## Passage to read
K V 7 channels are involved in hypoxia‐induced vasodilatation of porcine coronary arteries

Background and Purpose Hypoxia causes vasodilatation of coronary arteries, but the underlying mechanisms are poorly understood. We hypothesized that hypoxia reduces intracellular Ca 2+ concentration ([ Ca 2+ ] i ) by opening of K channels and release of H 2 S . Experimental Approach Porcine coronary arteries without endothelium were mounted for measurement of isometric tension and [ Ca 2+ ] i , and the expression of voltage‐gated K channels K V 7 channels (encoded by KCNQ genes) and large‐conductance calcium‐activated K channels ( K Ca 1.1) was examined. Voltage clamp assessed the role of K V 7 channels in hypoxia. Key Results Gradual reduction of oxygen concentration from 95 to 1% dilated the precontracted coronary arteries and this was associated with reduced [ Ca 2+ ] i in PGF 2α (10 μM)‐contracted arteries whereas no fall in [ Ca 2+ ] i was observed in 30 mM K ‐contracted arteries. Blockers of ATP ‐sensitive voltage‐gated potassium channels and K Ca 1.1 inhibited hypoxia‐induced dilatation in PGF 2α ‐contracted arteries; this inhibition was more marked in the presence of the K v 7 channel blockers, XE991 and linopirdine, while a K V 7.1 blocker, failed to change hypoxic vasodilatation. XE991 also inhibited H 2 S ‐ and adenosine‐induced vasodilatation. PCR revealed the expression of K V 7.1 , K V 7.4 , K V 7.5 and K Ca 1.1 channels, and K Ca 1.1, K V 7.4 and K V 7.5 were also identified by immunoblotting. Voltage clamp studies showed the XE991 ‐sensitive current was more marked in hypoxic conditions. Conclusion The K V 7.4 and K V 7.5 channels, which we identified in the coronary arteries, appear to have a major role in hypoxia‐induced vasodilatation. The voltage clamp results further support the involvement of K V 7 channels in this vasodilatation. Activation of these K V 7 channels may be induced by H 2 S and adenosine.

## Stored items

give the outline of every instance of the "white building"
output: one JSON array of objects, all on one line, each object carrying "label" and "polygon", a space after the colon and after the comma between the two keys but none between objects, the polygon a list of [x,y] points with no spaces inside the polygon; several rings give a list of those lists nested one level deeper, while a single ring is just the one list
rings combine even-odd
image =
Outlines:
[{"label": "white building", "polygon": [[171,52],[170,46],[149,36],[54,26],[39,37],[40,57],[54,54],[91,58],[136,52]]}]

## Task objective
Does each statement agree with the abstract on hypoxia in coronary arteries? Answer yes or no, quoting the deciding words: (a) the coronary arteries studied kept their endothelium; (b) a KV7.1 blocker weakened hypoxic vasodilatation; (c) voltage clamp showed a larger XE991-sensitive current under hypoxia.

## Response below
(a) No: "Porcine coronary arteries without endothelium"
(b) No: "failed to change hypoxic vasodilatation"
(c) Yes: "current was more marked in hypoxic conditions"